EXTRACT TO READ:

- - - - - - -

I’ve been meaning to do a small write-up on a couple of key Object Cache points, but other things kept trumping my desire to put this post together. I finally found the nudge I needed (or rather, gave myself a kick in the butt) after discussing the topic a bit with Andrew Connell following a presentation he gave at a SharePoint Users of Indiana user group meeting. Thanks, Andrew!
A Brief Bit of Background
As I may have mentioned in a previous post, I’ve spent the bulk of the last two years buried in a set of Internet-facing MOSS publishing sites that are the public presence for my current client. Given that my current client is a Fortune 50 company, it probably comes as no surprise when I say that the sites see quite a bit of daily traffic. Issues due to poor performance tuning and inefficient code have a way of making themselves known in dramatic fashion.
Some time ago, we were experiencing a whole host of critical performance issues that ultimately stemmed from a variety of sources: custom code, infrastructure configuration, cache tuning parameters, and more. It took a team of Microsoft experts, along with professionals working for the client, to systematically address each item and bring operations back to a “normal” state. Though we ultimately worked through a number of different problem areas, one area in particular stood out: the MOSS Object Cache and how it was “tuned.”
What is the MOSS Object Cache?
Publishing sites make use of the Object Cache without any intervention on the part of administrators. By default, a publishing site’s Object Cache receives up to 100MB of memory for use when the site collection is created. This allocation can be seen on the Object Cache Settings site collection administration page within a publishing site:
Note that I said that up to 100MB can be used by the Object Cache by default. The size of the allocation simply determines how large the cache can grow in memory before item ejection, flushing, and possible compactions result. The maximum cache size isn’t a static allocation, so allocating 500MB of memory, for example, won’t deprive the server of 500MB of memory unless the amount of data going into the cache grows to that level. I’m taking a moment to point this out because I wasn’t (personally) aware of this when I first started working with the Object Cache. This point also becomes a relevant point in a story I’ll be telling in a bit.

- - - - - - -

WRITTEN INSTRUCTION A:
From the MOSS Object Cache post above, set down word for word the part that opens with the words containing "A Brief Bit" and closes with "in dramatic fashion.".

- - - - - - -

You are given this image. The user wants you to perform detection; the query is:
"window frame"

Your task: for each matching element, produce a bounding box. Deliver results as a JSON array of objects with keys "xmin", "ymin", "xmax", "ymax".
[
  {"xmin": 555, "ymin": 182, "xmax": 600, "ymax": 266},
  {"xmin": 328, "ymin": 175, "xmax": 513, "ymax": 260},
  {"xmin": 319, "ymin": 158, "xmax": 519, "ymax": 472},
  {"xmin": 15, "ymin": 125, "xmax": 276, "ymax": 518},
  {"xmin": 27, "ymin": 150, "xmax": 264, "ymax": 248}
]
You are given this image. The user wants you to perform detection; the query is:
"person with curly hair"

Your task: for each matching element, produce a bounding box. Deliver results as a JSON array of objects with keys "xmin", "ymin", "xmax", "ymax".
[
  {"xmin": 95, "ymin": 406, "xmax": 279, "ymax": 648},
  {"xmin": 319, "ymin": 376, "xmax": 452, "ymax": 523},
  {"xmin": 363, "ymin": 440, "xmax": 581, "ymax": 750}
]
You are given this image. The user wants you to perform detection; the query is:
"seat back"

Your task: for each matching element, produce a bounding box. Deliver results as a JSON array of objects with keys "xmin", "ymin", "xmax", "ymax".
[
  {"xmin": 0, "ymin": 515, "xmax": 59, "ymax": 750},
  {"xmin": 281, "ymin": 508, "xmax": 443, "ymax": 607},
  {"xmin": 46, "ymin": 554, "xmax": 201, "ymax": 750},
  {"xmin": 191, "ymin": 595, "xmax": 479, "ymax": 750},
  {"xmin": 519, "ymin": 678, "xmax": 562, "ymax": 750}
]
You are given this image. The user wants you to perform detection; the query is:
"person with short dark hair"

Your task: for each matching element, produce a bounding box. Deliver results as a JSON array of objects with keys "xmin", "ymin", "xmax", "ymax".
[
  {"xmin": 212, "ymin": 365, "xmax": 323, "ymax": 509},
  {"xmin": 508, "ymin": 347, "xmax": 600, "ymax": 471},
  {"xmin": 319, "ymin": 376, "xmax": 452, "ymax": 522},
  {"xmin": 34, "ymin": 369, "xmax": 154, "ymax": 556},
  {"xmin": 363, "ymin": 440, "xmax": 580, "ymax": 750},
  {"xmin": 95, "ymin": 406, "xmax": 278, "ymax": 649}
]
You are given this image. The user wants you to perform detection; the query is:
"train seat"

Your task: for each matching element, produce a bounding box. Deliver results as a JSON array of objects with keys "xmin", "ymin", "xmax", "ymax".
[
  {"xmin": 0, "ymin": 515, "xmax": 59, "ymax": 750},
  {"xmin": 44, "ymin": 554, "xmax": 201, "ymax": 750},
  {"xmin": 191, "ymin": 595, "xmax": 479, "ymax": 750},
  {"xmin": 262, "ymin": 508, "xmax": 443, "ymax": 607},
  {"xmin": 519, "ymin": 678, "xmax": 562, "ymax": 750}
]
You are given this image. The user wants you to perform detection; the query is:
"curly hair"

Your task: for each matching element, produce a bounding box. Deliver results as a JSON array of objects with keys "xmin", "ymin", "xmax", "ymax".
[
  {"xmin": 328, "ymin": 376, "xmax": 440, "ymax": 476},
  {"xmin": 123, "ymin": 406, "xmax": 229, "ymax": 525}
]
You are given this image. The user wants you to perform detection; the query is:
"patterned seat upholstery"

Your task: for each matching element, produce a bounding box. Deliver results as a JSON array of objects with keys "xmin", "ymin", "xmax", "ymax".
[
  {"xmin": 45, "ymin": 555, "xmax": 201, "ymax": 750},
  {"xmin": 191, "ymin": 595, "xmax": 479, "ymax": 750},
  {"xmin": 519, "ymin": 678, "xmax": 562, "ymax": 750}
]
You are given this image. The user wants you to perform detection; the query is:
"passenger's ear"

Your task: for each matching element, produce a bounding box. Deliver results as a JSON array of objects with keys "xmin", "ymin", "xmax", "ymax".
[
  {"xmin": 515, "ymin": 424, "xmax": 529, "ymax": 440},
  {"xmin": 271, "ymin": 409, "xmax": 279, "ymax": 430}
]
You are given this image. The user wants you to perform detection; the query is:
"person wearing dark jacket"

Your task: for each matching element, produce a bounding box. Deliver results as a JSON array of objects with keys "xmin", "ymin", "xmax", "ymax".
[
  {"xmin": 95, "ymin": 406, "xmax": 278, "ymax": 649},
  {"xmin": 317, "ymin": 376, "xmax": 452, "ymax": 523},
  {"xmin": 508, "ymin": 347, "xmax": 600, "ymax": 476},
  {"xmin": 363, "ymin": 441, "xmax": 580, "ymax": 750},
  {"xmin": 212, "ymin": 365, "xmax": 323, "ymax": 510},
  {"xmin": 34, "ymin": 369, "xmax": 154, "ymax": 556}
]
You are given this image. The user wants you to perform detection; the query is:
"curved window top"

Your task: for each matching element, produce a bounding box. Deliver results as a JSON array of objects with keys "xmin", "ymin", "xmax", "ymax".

- - - - - - -

WRITTEN INSTRUCTION B:
Work out how many lines of the listing above contain the string "dark", treating case as significant, and reply with that number alone.

PROBLEM SOLUTION A:
A Brief Bit of Background
As I may have mentioned in a previous post, I’ve spent the bulk of the last two years buried in a set of Internet-facing MOSS publishing sites that are the public presence for my current client. Given that my current client is a Fortune 50 company, it probably comes as no surprise when I say that the sites see quite a bit of daily traffic. Issues due to poor performance tuning and inefficient code have a way of making themselves known in dramatic fashion.

PROBLEM SOLUTION B:
2